▶ _EXERCISE_
Print exactly, and only, the lines running from the line containing "Q: innermost point of each instance of the stained" through the end of the records below.

▶ _Point labeling examples_
┌────────
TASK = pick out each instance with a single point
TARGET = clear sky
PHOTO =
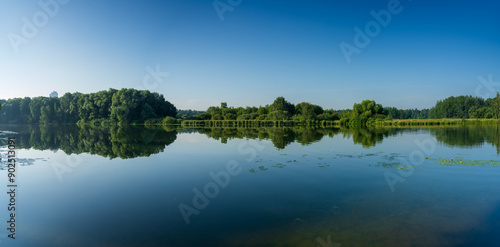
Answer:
(257, 51)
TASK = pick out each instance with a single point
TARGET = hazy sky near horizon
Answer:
(259, 50)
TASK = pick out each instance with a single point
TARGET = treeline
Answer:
(282, 110)
(466, 107)
(360, 115)
(118, 106)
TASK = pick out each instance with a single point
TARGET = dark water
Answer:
(139, 186)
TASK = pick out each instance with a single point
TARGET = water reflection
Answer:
(138, 141)
(114, 142)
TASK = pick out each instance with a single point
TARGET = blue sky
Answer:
(262, 49)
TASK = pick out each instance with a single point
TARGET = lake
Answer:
(139, 186)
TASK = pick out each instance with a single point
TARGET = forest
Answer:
(121, 106)
(130, 106)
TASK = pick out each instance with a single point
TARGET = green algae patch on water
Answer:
(463, 162)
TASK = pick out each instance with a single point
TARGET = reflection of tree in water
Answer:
(115, 141)
(468, 136)
(369, 137)
(280, 137)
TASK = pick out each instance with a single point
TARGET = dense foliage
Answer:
(466, 107)
(123, 106)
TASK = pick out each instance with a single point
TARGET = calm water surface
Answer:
(139, 186)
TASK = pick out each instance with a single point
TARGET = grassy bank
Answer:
(435, 122)
(257, 123)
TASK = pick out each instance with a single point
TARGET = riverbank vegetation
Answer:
(130, 106)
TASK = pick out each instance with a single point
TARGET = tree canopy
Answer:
(124, 106)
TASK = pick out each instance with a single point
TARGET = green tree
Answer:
(280, 104)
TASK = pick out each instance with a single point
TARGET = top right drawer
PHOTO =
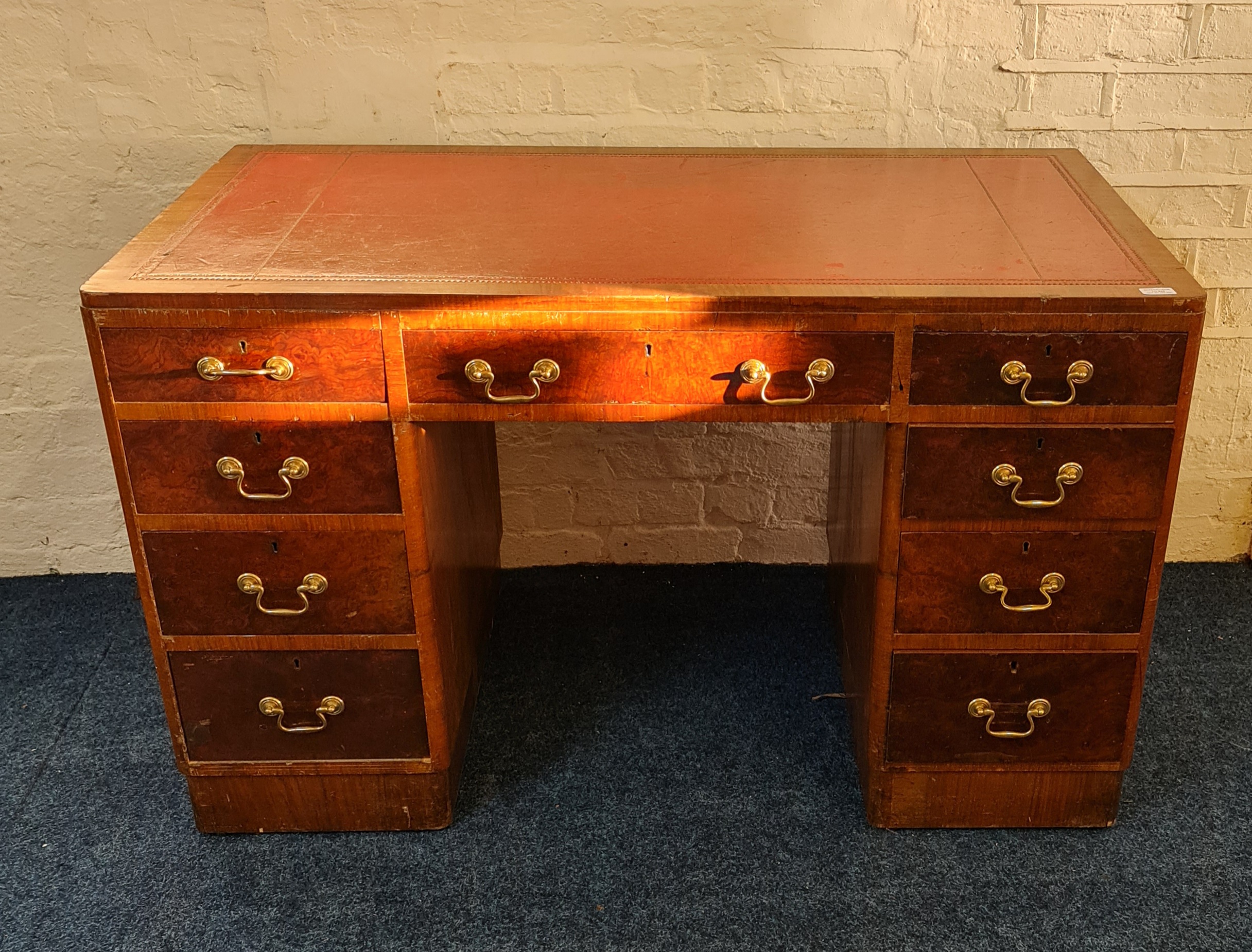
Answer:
(1047, 369)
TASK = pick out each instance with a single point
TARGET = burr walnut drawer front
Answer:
(219, 467)
(1027, 707)
(640, 367)
(1047, 369)
(536, 367)
(245, 364)
(1023, 582)
(1053, 473)
(301, 706)
(280, 582)
(763, 368)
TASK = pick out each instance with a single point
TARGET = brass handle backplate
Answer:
(277, 368)
(1006, 474)
(1080, 372)
(982, 707)
(993, 585)
(754, 372)
(314, 585)
(329, 706)
(292, 468)
(479, 372)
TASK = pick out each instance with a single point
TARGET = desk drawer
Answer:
(219, 697)
(1087, 693)
(967, 368)
(1105, 581)
(951, 472)
(705, 368)
(196, 581)
(176, 467)
(160, 364)
(594, 368)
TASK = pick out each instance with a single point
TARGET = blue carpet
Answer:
(647, 771)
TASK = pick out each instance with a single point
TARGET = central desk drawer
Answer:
(208, 466)
(1096, 473)
(971, 368)
(204, 364)
(703, 368)
(322, 582)
(708, 368)
(1086, 695)
(1103, 581)
(378, 716)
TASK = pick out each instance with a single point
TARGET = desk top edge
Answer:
(114, 286)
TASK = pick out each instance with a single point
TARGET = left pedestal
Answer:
(317, 572)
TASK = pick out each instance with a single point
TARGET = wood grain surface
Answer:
(1106, 581)
(948, 472)
(1131, 369)
(173, 466)
(1090, 693)
(694, 368)
(155, 364)
(195, 582)
(218, 696)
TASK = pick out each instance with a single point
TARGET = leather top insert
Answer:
(639, 221)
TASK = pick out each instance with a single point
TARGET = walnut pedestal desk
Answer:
(302, 359)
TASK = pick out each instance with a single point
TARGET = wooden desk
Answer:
(1004, 350)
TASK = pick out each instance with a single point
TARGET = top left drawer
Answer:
(245, 364)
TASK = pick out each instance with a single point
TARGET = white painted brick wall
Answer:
(112, 108)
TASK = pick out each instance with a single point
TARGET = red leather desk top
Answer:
(494, 222)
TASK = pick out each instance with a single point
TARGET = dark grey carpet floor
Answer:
(647, 771)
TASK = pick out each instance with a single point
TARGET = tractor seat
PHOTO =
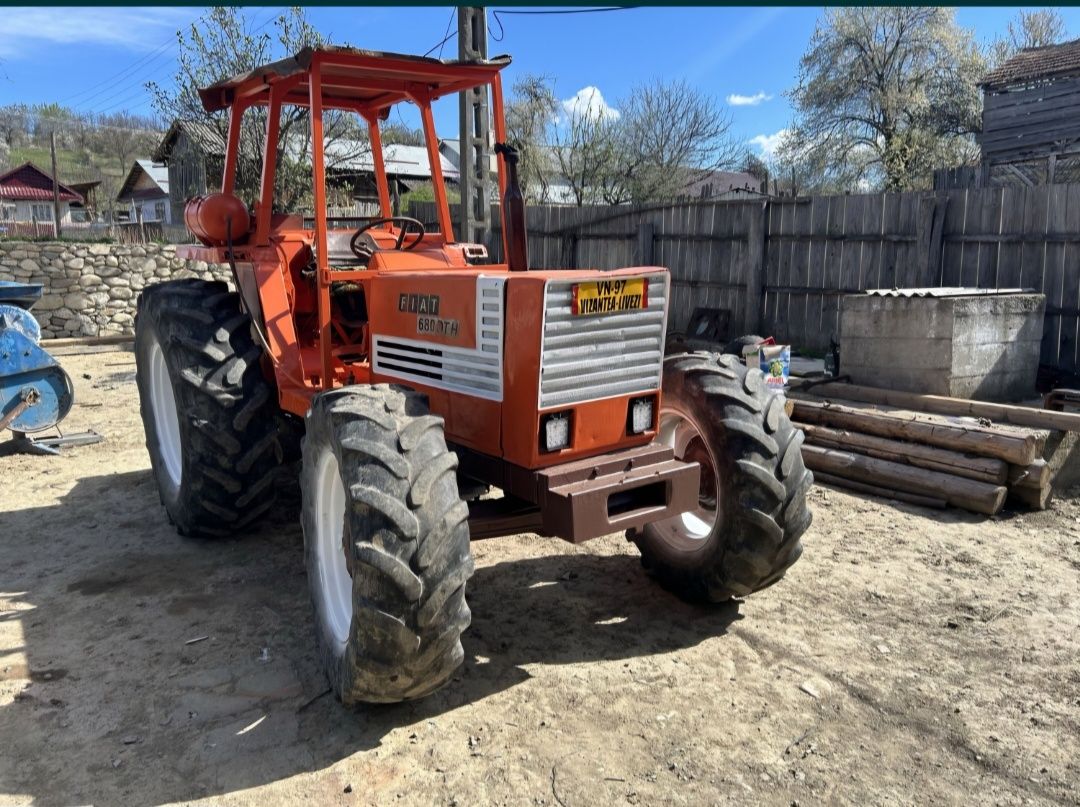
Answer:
(338, 252)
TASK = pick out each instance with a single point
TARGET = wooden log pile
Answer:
(928, 449)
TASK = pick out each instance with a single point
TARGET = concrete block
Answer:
(984, 347)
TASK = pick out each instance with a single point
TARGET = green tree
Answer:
(220, 44)
(885, 95)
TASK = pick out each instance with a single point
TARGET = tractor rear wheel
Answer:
(386, 539)
(752, 510)
(208, 413)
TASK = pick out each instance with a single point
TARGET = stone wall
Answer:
(91, 290)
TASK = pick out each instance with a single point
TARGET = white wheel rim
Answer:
(678, 430)
(335, 584)
(165, 420)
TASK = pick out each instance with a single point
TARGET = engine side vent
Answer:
(590, 358)
(472, 371)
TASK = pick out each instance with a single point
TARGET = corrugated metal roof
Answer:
(203, 134)
(944, 292)
(28, 182)
(1036, 63)
(158, 174)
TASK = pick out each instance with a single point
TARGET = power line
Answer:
(507, 12)
(120, 75)
(446, 36)
(157, 57)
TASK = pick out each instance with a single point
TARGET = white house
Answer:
(145, 192)
(26, 194)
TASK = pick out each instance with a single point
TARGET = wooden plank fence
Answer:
(782, 266)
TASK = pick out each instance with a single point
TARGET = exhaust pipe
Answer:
(513, 213)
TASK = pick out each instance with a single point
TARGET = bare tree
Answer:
(219, 45)
(1028, 29)
(401, 134)
(584, 144)
(530, 115)
(887, 94)
(669, 135)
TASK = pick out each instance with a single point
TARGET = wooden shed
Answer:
(1031, 118)
(194, 153)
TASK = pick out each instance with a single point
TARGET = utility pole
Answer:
(56, 187)
(475, 133)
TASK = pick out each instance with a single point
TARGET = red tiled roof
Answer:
(1037, 63)
(29, 182)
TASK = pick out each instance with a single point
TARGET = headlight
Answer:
(556, 432)
(640, 415)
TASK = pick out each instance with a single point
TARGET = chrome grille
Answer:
(603, 355)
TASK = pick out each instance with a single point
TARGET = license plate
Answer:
(609, 296)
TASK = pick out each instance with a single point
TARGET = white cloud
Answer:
(747, 101)
(767, 145)
(589, 103)
(134, 29)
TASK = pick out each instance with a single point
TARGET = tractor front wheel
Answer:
(752, 510)
(386, 539)
(208, 413)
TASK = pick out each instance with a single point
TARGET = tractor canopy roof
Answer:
(366, 81)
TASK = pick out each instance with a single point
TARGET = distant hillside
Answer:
(89, 147)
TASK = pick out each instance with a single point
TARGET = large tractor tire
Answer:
(386, 539)
(752, 510)
(208, 413)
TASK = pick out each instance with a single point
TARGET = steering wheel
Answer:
(406, 225)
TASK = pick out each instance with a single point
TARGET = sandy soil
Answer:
(910, 656)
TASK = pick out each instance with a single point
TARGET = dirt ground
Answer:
(910, 657)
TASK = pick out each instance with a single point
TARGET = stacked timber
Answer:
(935, 452)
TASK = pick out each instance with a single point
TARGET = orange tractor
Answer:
(423, 375)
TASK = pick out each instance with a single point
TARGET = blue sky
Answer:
(97, 58)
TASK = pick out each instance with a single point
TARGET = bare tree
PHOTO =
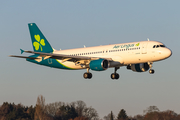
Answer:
(90, 113)
(53, 108)
(151, 109)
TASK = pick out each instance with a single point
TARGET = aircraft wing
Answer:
(63, 56)
(23, 57)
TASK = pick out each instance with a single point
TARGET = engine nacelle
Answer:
(142, 67)
(99, 65)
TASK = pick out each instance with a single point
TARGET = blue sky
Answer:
(74, 23)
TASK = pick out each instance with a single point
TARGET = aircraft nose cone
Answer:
(168, 53)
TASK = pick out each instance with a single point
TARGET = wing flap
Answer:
(23, 57)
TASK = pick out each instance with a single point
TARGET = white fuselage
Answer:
(121, 54)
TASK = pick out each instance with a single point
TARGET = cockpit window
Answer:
(162, 45)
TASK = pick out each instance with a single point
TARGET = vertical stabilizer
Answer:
(39, 42)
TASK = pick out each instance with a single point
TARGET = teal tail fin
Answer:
(39, 42)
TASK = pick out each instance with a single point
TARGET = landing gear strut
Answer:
(115, 75)
(151, 71)
(87, 75)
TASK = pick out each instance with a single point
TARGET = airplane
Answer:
(136, 56)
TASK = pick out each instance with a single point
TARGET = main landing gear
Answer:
(87, 75)
(151, 71)
(115, 75)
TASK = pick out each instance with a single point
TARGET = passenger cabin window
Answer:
(156, 46)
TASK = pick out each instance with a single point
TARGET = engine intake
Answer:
(99, 65)
(142, 67)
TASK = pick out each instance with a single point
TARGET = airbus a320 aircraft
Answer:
(137, 56)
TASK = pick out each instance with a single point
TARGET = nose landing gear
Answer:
(87, 75)
(151, 71)
(115, 75)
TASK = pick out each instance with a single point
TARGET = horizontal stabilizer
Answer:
(22, 57)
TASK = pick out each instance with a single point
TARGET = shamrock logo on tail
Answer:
(137, 44)
(38, 43)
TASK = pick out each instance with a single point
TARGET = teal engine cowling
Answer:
(141, 67)
(99, 65)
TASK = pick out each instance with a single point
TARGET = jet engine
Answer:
(99, 65)
(141, 67)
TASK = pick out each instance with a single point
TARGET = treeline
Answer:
(53, 111)
(151, 113)
(74, 111)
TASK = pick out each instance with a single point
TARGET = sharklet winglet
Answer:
(22, 51)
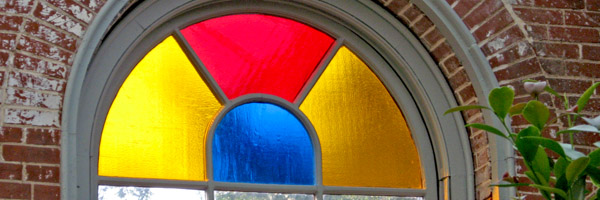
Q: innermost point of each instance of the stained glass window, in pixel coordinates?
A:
(252, 99)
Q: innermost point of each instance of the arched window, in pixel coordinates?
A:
(254, 98)
(229, 99)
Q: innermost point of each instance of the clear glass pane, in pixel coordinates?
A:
(228, 195)
(157, 123)
(361, 197)
(254, 53)
(262, 143)
(145, 193)
(364, 137)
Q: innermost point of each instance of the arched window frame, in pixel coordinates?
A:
(385, 47)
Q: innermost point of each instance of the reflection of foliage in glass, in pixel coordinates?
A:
(148, 193)
(360, 197)
(138, 193)
(226, 195)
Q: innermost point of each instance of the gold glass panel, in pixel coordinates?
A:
(364, 138)
(157, 123)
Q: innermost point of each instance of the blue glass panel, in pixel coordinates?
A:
(262, 143)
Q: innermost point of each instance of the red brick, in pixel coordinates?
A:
(44, 50)
(574, 34)
(553, 67)
(521, 50)
(11, 134)
(10, 23)
(493, 26)
(8, 41)
(481, 158)
(433, 37)
(40, 66)
(569, 86)
(533, 196)
(451, 64)
(464, 6)
(578, 18)
(537, 32)
(458, 79)
(95, 5)
(541, 16)
(73, 9)
(575, 4)
(479, 141)
(43, 174)
(482, 12)
(50, 35)
(503, 40)
(441, 51)
(33, 98)
(412, 13)
(43, 136)
(31, 154)
(11, 171)
(467, 93)
(15, 191)
(15, 6)
(27, 80)
(583, 69)
(48, 14)
(523, 68)
(591, 52)
(556, 50)
(396, 5)
(45, 192)
(4, 59)
(32, 117)
(422, 25)
(593, 5)
(484, 174)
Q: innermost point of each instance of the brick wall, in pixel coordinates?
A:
(553, 40)
(557, 41)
└────────
▶ _REPLY TO THE EXERCISE_
Q: innermost point of each instance of the stained glass window, in pixel coordinates?
A:
(252, 99)
Q: innermost point of each instance of the arched window, in pixel coordinates?
A:
(254, 98)
(229, 99)
Q: innermost point of each instance of the clear glass pane, in pixel coordinates?
A:
(228, 195)
(157, 123)
(361, 197)
(254, 53)
(262, 143)
(145, 193)
(364, 137)
Q: innermost point of each instance of the arched window frame, in pixel coordinates?
A:
(385, 47)
Q: innermost point of each instance of the reflection of foliage in glass, in pixel coordinates?
A:
(148, 193)
(360, 197)
(138, 193)
(226, 195)
Q: innermost point of each instance of the gold glass panel, in pixel coordinates?
A:
(364, 138)
(157, 123)
Q: innermost point of each instance of the blue glass panel, in pixel coordinates?
A:
(262, 143)
Q: innermost point of each instance of the red brick, in pixel coordinates?
A:
(44, 50)
(574, 34)
(553, 67)
(521, 50)
(11, 134)
(10, 23)
(493, 26)
(8, 41)
(481, 158)
(433, 37)
(40, 66)
(569, 86)
(533, 196)
(451, 64)
(464, 6)
(578, 18)
(537, 32)
(458, 79)
(95, 5)
(541, 16)
(73, 9)
(575, 4)
(479, 141)
(43, 174)
(482, 12)
(50, 35)
(503, 40)
(441, 51)
(33, 98)
(412, 13)
(43, 136)
(31, 154)
(11, 171)
(467, 93)
(15, 191)
(15, 6)
(27, 80)
(583, 69)
(48, 14)
(523, 68)
(591, 52)
(556, 50)
(396, 5)
(45, 192)
(4, 59)
(32, 117)
(422, 25)
(593, 5)
(484, 174)
Q: innermost point of each instance of the brick wall, in pixel coordinates?
A:
(553, 40)
(557, 41)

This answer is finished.